Reason: Você tem escrito que o período entre 1950 e 1975 entrará para a história como o momento da Grande Prosperidade. Se a tese de Keynes está incorreta, por que então este tremendo sucesso econômico? Por que, por exemplo, não experimentamos uma hiperinflação da ordem da Alemanha em 1922?

Hayek: Porque a inflação na Alemanha não tinha o objetivo de manter a prosperidade; ela foi imposta a eles devido a dificuldades financeiras. Se você inflacionar a moeda com a finalidade de manter a prosperidade, poderá fazê-lo a uma taxa muito mais moderada.

A prosperidade durou mais do que eu previa. Eu sempre antecipei o seu colapso, mas pensei que viria muito mais cedo. Eu estava pensando algo nos termos dos colapsos dos booms inflacionários ocorridos nos ciclos econômicos anteriores. Mas aquelas recessões foram em decorrência do padrão-ouro, que freou essas expansões monetárias depois de alguns anos. Até então, nunca havia ocorrido um arranjo em que uma política de expansão monetária deliberada ocorresse sem qualquer restrição imposta por algum arcabouço monetário (como o fazia o padrão-ouro). Tal arranjo chegou ao fim somente quando se viu que não podemos acelerar a inflação tão rapidamente e ainda assim manter a prosperidade.

Reason: Os Estados Unidos reduzira a inflação de 12% para 4,8%, a Grã-Bretanha de 30% para 13% — ambos sem os contratempos de uma grande Depressão. Isso não oferece esperança de que ajustes econômicos possam ser feitos sem desemprego em massa?

#### Tarefas propostas
(a) Transcreva da entrevista a passagem que começa nas palavras "Hayek: Porque a" e termina após "muito mais moderada.".
(b) Segundo a entrevista, por que as recessões dos ciclos econômicos anteriores encerraram os booms inflacionários? Responda em até três frases.
(c) Responda com base na entrevista:
(i) Que período, segundo a pergunta inicial, entrará para a história como o momento da Grande Prosperidade?
(ii) Em que ano ocorreu a hiperinflação alemã mencionada?
(iii) De quanto para quanto a Grã-Bretanha reduziu a inflação?

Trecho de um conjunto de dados
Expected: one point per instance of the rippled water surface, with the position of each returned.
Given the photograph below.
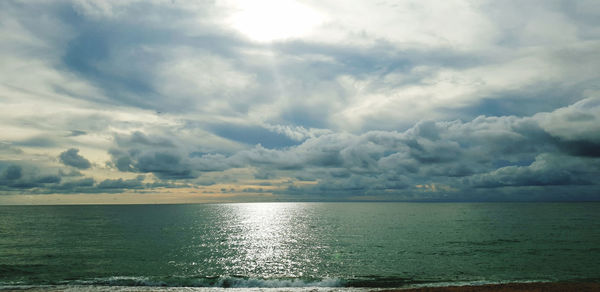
(298, 244)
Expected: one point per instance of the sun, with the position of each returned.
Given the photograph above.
(271, 20)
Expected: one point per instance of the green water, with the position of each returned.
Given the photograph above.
(299, 244)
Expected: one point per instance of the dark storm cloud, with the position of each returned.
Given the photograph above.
(121, 183)
(252, 135)
(71, 157)
(504, 106)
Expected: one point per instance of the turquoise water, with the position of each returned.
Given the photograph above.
(298, 244)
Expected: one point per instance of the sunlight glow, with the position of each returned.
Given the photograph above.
(270, 20)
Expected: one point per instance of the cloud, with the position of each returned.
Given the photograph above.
(71, 157)
(429, 100)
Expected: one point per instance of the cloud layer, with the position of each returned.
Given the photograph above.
(448, 101)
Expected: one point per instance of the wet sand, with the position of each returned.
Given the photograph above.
(511, 287)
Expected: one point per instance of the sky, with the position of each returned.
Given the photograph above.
(284, 100)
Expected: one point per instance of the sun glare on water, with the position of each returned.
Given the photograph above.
(270, 20)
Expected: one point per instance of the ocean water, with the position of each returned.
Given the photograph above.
(297, 245)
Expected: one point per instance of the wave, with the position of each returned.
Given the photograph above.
(216, 282)
(230, 282)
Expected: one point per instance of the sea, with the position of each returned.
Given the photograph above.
(295, 246)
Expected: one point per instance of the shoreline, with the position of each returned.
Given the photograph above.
(501, 287)
(509, 287)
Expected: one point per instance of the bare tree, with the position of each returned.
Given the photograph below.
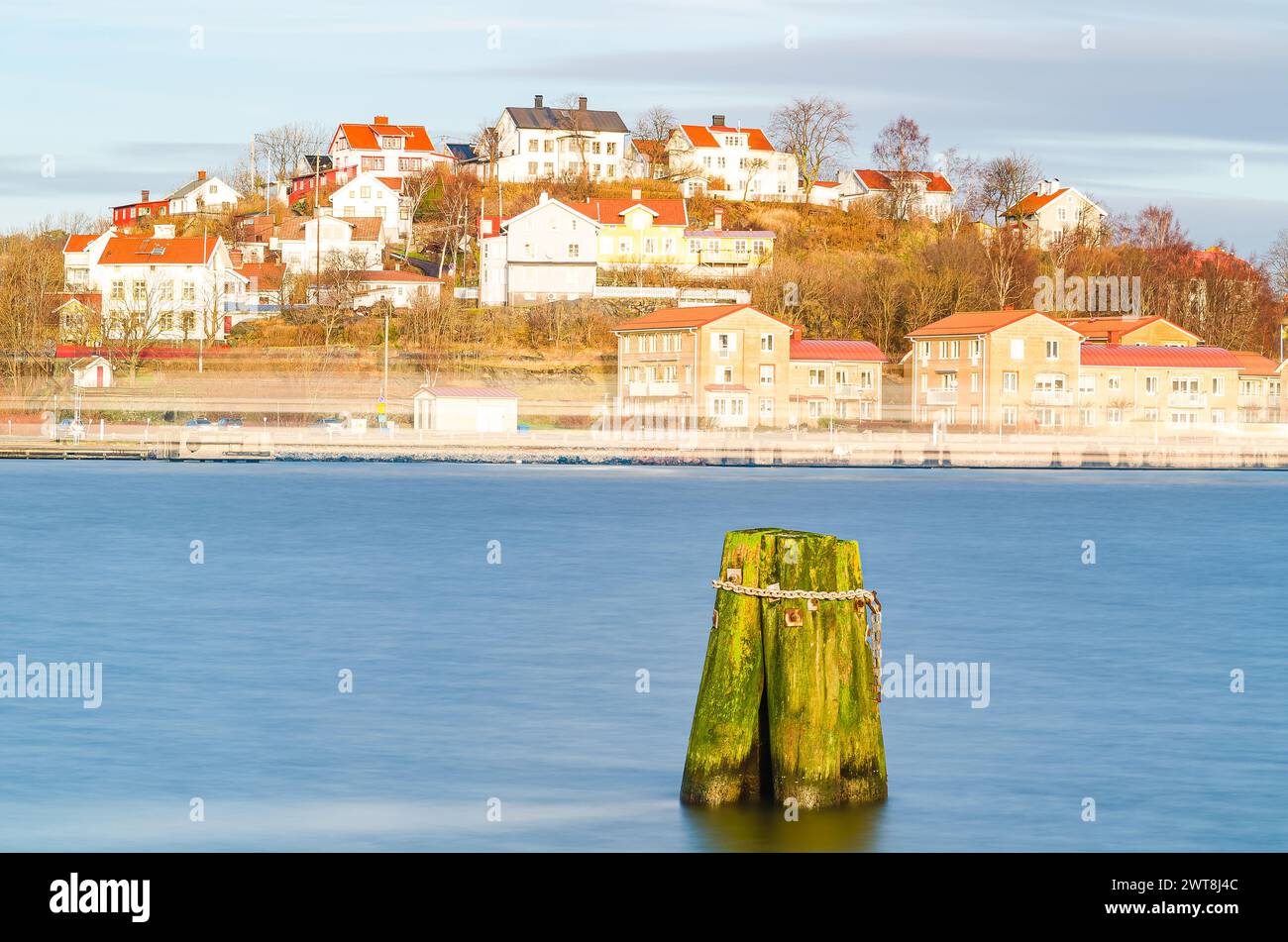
(1006, 180)
(286, 146)
(902, 152)
(814, 130)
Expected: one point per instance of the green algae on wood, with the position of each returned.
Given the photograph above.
(787, 704)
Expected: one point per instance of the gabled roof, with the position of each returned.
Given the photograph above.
(1254, 365)
(365, 228)
(666, 211)
(673, 318)
(193, 185)
(1140, 356)
(142, 250)
(979, 322)
(857, 351)
(884, 179)
(1108, 328)
(390, 275)
(567, 119)
(77, 242)
(468, 391)
(366, 137)
(704, 136)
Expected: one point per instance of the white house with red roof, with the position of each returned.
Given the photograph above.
(317, 242)
(153, 287)
(905, 193)
(544, 143)
(548, 253)
(369, 194)
(732, 162)
(835, 378)
(202, 194)
(384, 149)
(1054, 211)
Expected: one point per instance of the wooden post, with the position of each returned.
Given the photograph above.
(787, 704)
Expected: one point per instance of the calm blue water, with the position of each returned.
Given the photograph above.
(516, 680)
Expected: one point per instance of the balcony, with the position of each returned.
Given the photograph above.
(643, 390)
(1052, 396)
(1186, 400)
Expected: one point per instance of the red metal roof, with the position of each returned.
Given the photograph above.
(1140, 356)
(670, 318)
(469, 391)
(861, 351)
(703, 136)
(1256, 365)
(141, 250)
(977, 322)
(609, 210)
(368, 137)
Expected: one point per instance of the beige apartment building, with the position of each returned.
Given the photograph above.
(1009, 369)
(1146, 387)
(735, 366)
(1260, 387)
(1151, 331)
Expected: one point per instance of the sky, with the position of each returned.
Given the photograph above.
(1133, 103)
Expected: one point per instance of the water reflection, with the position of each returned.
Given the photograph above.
(760, 826)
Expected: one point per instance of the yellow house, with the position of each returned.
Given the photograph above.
(1260, 387)
(1153, 331)
(735, 366)
(656, 232)
(1009, 369)
(1173, 387)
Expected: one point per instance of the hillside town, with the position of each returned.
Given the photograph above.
(700, 273)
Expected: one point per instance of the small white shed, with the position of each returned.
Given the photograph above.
(91, 372)
(465, 409)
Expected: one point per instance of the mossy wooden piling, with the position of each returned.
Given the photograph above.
(787, 704)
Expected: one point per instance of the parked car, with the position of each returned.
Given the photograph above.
(69, 430)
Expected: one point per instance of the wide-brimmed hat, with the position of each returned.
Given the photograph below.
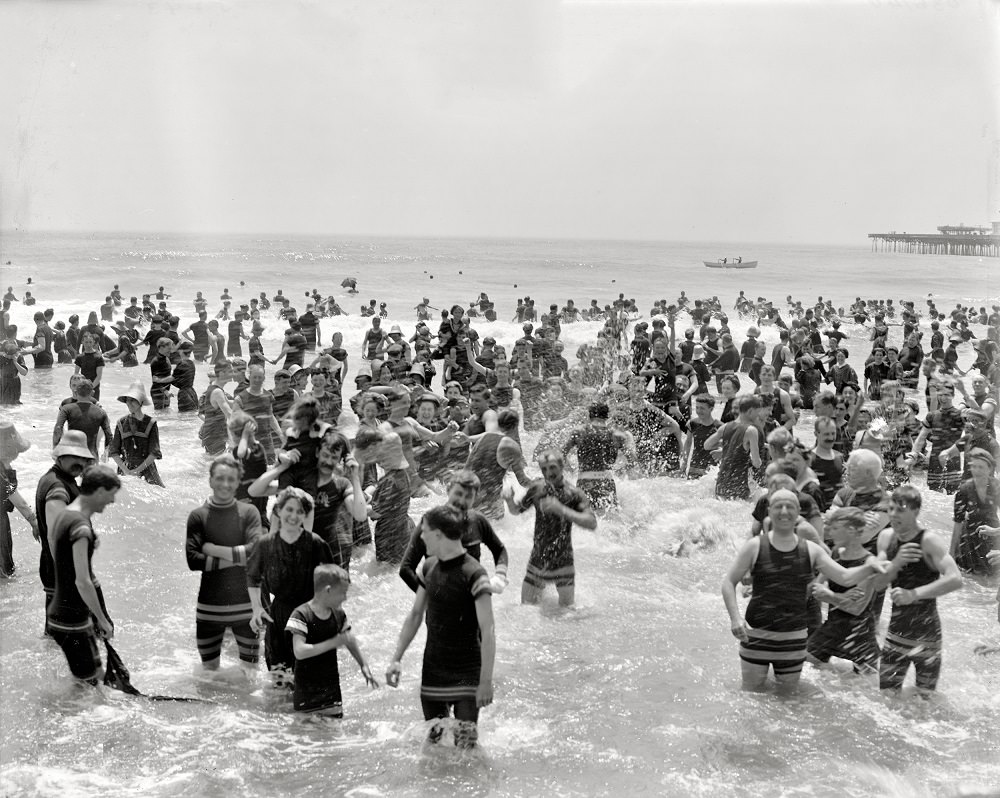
(73, 444)
(135, 391)
(982, 454)
(11, 442)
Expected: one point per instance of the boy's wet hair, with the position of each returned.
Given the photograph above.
(96, 477)
(466, 478)
(227, 461)
(854, 517)
(749, 402)
(447, 520)
(328, 575)
(907, 496)
(287, 494)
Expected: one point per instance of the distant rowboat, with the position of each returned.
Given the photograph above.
(718, 264)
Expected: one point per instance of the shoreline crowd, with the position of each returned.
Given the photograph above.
(444, 411)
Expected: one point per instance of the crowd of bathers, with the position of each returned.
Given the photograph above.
(444, 411)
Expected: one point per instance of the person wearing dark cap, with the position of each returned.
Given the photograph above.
(975, 514)
(42, 349)
(77, 605)
(215, 410)
(55, 490)
(86, 416)
(283, 394)
(255, 349)
(135, 446)
(184, 374)
(293, 349)
(199, 336)
(161, 373)
(11, 445)
(598, 448)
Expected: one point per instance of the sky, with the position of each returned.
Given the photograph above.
(813, 122)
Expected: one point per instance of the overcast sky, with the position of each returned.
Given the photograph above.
(813, 122)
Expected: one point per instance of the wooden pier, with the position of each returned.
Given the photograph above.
(949, 240)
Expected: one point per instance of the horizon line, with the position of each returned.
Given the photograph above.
(421, 236)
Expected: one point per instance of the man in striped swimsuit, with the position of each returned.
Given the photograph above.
(453, 594)
(220, 536)
(920, 569)
(773, 636)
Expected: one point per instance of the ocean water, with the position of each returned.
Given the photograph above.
(634, 692)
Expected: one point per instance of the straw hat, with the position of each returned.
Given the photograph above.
(982, 454)
(11, 442)
(74, 444)
(135, 391)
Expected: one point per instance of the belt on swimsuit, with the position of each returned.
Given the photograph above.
(595, 475)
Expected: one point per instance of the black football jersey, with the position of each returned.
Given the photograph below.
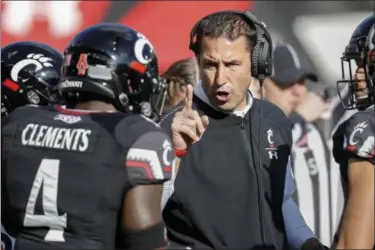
(65, 173)
(355, 138)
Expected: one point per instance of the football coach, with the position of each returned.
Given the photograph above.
(234, 149)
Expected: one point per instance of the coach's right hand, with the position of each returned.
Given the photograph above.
(187, 126)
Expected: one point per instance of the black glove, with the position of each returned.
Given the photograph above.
(313, 244)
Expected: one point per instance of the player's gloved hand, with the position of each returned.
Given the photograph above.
(187, 126)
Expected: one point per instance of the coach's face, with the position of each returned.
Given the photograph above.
(225, 72)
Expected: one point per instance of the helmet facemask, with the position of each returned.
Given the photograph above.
(359, 90)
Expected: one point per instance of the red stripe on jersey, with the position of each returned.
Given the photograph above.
(80, 111)
(141, 164)
(11, 85)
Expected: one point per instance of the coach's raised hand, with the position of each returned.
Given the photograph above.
(187, 126)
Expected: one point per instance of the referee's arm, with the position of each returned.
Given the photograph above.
(296, 229)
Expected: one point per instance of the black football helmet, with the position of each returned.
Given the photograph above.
(114, 63)
(30, 73)
(356, 50)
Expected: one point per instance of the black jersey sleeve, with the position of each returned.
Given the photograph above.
(149, 157)
(359, 136)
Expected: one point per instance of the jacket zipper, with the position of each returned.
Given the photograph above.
(258, 179)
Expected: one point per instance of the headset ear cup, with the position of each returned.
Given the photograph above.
(255, 60)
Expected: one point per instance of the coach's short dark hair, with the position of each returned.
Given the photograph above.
(226, 25)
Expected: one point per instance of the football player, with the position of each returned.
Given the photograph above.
(30, 72)
(90, 175)
(354, 151)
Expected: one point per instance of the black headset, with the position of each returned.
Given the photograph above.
(261, 58)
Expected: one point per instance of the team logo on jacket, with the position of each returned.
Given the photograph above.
(271, 149)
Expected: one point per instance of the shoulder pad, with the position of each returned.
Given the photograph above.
(359, 135)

#### Respostas dadas
(a)
Hayek: Porque a inflação na Alemanha não tinha o objetivo de manter a prosperidade; ela foi imposta a eles devido a dificuldades financeiras. Se você inflacionar a moeda com a finalidade de manter a prosperidade, poderá fazê-lo a uma taxa muito mais moderada.

(b) Porque essas recessões decorreram do padrão-ouro. Ele freava as expansões monetárias depois de alguns anos.

(c)
(i) O período entre 1950 e 1975.
(ii) Em 1922.
(iii) De 30% para 13%.